━━ Passage to read ━━

It has always surprised me how my American colleagues in the various international schools I worked for, behaved and thought differently from grass root Americans. Many even choose not to return to the U.S. to live. America is such a big country that it is hard for US citizens to imagine life somewhere else. The situation becomes different for those, who have lived elsewhere and have learned to judge their own culture from outside. This is a crucial point.

In reality, living abroad seems to suppress nationality barriers. I first became aware of this fact when living in the States. European expatriates were obviously sharing a common heritage. It was clear that the overwhelming weight of history and customs were cementing a common approach.
As an educator in a few international schools worldwide, it became even clearer. The expatriate communities are not concerned with nationalities anymore. And this is because they all share common grounds. The same fundamental rules of adaptation apply as they live in one specific foreign country becoming the main focus of attention. Views and needs converge. So, you start having friends from many different countries or races. This is even more obvious in the melting-pot of international schools. Teachers have the same views and students just become natural friends with others. These are the roots of a new generation of global citizens. This is even more obvious with the expatriate kids. Some of them have never even lived in their respective countries! They are probably the ones on which you may count for a new form of globalization.

━━━

» **Problem set**:
**A)** According to the passage on living abroad, why are expatriate communities no longer concerned with nationalities?
**B)** Rewrite the passage on living abroad, starting with "It has always" and going on through "a crucial point.", and change "colleagues" to "coworkers".
**C)** Decide whether each statement agrees with the passage on living abroad, answering yes or no and quoting the words that decide it: (i) The writer first noticed that living abroad suppresses nationality barriers while living in the States. (ii) Many of the writer's American colleagues choose to return to the U.S. to live. (iii) Some expatriate kids have never lived in their respective countries.

━━ Raw records ━━

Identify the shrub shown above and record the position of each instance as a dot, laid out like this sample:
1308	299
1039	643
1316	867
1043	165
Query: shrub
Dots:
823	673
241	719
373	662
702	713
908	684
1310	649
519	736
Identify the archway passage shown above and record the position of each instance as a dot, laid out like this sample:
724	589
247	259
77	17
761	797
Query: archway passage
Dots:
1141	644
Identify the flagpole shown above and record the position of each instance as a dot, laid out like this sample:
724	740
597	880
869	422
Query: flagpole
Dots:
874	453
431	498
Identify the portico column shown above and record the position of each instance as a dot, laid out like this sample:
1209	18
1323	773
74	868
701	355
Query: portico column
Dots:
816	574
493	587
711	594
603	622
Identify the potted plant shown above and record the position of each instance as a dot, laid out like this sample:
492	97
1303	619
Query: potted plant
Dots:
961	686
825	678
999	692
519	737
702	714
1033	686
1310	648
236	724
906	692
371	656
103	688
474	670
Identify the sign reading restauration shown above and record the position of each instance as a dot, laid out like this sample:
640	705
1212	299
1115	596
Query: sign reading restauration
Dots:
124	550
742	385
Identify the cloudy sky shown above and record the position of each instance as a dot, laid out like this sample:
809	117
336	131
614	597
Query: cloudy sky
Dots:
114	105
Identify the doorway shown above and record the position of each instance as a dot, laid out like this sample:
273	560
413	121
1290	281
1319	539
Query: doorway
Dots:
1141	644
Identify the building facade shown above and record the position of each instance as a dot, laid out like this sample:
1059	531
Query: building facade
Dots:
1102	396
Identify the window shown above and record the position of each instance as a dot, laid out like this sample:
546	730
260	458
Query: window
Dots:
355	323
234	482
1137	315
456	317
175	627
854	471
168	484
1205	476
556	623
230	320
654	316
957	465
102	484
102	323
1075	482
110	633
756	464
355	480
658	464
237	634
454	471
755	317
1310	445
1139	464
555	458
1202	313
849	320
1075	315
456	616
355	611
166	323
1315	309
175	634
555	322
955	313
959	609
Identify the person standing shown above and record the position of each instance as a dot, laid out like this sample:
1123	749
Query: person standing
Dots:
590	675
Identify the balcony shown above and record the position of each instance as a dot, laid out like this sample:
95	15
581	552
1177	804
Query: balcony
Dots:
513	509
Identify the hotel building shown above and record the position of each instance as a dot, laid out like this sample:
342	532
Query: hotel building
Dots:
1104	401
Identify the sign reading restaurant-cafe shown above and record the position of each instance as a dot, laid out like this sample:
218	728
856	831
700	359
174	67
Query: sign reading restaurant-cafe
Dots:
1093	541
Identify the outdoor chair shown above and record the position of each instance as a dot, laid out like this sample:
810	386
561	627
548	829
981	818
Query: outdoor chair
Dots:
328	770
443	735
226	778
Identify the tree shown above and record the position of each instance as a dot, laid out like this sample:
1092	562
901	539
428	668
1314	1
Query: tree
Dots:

━━━

» **Response list**:
**A)** Expatriate communities are no longer concerned with nationalities because they all share common grounds. The same basic rules of adaptation apply to them all, since the foreign country they live in becomes their main focus. As a result, their views and needs converge.

**B)**
It has always surprised me how my American coworkers in the various international schools I worked for, behaved and thought differently from grass root Americans. Many even choose not to return to the U.S. to live. America is such a big country that it is hard for US citizens to imagine life somewhere else. The situation becomes different for those, who have lived elsewhere and have learned to judge their own culture from outside. This is a crucial point.

**C)**
(i) Yes: "I first became aware of this fact when living in the States."
(ii) No: "Many even choose not to return to the U.S. to live."
(iii) Yes: "Some of them have never even lived in their respective countries!"